<<<<

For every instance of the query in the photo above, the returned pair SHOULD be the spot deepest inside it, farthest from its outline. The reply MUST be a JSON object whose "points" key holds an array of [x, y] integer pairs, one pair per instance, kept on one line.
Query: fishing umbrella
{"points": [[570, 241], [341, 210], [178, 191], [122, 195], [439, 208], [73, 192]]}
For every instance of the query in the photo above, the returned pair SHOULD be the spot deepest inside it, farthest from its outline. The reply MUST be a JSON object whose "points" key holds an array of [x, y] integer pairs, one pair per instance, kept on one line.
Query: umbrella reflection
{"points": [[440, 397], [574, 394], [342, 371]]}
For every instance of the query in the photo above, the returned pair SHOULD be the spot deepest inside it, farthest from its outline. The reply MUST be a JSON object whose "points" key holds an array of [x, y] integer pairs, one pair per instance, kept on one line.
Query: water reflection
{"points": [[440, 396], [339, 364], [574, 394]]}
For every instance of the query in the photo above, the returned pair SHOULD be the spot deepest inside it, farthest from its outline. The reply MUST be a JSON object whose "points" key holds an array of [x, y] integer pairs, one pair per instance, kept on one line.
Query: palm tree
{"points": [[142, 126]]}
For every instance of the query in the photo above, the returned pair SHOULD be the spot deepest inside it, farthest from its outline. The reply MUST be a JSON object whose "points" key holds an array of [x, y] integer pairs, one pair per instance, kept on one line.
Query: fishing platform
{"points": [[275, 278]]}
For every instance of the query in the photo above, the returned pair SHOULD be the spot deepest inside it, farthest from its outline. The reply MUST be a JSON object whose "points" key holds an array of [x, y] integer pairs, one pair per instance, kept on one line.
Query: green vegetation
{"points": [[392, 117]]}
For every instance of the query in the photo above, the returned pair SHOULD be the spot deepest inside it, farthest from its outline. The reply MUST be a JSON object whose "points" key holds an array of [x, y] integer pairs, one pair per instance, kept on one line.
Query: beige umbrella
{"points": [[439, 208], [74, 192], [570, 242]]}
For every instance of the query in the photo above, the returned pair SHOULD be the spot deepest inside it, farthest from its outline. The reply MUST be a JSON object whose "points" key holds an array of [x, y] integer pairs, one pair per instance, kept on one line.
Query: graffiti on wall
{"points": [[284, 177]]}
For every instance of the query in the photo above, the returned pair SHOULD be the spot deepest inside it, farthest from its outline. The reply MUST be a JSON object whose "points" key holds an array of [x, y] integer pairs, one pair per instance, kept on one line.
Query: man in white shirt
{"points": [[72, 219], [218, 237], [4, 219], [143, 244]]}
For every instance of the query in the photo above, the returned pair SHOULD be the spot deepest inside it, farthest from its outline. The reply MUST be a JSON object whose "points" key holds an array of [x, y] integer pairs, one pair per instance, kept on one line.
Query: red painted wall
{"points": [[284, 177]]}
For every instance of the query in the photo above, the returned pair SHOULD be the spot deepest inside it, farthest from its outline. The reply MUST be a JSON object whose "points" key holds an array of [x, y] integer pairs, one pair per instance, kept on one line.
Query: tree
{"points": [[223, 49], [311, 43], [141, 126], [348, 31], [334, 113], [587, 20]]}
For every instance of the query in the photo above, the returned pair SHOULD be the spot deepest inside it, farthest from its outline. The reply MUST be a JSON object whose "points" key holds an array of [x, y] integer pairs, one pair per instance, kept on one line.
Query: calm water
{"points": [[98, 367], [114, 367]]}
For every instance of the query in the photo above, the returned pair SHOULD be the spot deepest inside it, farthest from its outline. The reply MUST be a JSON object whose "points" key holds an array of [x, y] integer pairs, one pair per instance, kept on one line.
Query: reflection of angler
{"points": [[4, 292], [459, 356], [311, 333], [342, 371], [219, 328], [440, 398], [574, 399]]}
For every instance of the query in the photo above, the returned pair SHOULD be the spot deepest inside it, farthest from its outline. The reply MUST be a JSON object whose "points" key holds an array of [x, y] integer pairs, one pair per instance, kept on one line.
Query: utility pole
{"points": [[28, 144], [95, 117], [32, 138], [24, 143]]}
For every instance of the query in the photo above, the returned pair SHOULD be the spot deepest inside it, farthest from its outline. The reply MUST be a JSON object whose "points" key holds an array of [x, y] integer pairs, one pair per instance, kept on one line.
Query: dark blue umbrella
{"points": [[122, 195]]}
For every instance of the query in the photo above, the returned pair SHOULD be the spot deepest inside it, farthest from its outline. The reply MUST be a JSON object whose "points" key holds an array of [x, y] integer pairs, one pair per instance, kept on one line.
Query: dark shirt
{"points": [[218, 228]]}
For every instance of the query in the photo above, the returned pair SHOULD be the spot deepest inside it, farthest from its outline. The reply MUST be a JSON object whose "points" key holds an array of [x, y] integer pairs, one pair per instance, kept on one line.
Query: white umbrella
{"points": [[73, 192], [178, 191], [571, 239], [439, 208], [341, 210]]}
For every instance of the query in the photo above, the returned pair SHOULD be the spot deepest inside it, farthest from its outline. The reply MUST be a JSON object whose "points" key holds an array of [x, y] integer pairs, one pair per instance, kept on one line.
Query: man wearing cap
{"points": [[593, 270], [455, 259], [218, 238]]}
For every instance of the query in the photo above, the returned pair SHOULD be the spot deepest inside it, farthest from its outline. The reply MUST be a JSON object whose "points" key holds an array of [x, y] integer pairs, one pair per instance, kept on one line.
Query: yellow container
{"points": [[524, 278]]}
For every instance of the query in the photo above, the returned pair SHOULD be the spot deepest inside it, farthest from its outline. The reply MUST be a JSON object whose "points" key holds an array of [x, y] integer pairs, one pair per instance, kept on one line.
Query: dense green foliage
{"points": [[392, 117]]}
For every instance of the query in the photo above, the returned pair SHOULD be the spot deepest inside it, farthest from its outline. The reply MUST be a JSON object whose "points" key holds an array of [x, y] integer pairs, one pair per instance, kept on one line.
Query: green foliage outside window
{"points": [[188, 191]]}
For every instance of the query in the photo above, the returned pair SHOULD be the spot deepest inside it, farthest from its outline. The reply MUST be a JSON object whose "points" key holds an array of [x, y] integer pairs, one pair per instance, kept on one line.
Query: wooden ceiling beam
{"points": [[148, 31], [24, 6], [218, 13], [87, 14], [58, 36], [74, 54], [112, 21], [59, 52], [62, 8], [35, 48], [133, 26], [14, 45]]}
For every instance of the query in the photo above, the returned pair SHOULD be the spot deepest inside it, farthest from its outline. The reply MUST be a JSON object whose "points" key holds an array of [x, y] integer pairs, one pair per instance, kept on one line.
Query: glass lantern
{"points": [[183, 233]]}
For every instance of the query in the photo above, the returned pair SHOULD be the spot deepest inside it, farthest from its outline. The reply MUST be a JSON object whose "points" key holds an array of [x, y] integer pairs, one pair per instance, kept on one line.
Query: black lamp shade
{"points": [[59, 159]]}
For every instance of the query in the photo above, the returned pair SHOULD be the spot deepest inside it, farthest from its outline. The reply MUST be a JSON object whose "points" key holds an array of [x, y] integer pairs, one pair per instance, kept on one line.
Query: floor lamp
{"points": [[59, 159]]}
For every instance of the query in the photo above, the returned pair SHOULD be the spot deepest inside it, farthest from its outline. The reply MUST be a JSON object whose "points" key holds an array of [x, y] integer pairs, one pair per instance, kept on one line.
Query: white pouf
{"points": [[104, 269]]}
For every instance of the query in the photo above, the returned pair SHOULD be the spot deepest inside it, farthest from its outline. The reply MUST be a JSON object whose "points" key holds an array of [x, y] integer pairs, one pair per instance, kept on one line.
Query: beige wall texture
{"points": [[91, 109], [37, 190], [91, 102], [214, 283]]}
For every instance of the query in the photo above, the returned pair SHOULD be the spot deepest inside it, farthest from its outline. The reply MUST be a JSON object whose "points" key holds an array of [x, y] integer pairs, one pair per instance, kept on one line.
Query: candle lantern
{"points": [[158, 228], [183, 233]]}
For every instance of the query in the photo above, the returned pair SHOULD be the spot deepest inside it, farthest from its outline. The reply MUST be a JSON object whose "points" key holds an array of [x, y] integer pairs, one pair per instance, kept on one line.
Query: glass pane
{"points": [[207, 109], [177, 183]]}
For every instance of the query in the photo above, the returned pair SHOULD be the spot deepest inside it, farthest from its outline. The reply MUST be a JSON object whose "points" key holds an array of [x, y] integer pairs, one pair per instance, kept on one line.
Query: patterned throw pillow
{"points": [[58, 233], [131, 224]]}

>>>>

# Exercise aim
Gather every line of the records above that contains the word "glass", and copy each one in full.

# Answer to this task
Query: glass lantern
Query: glass pane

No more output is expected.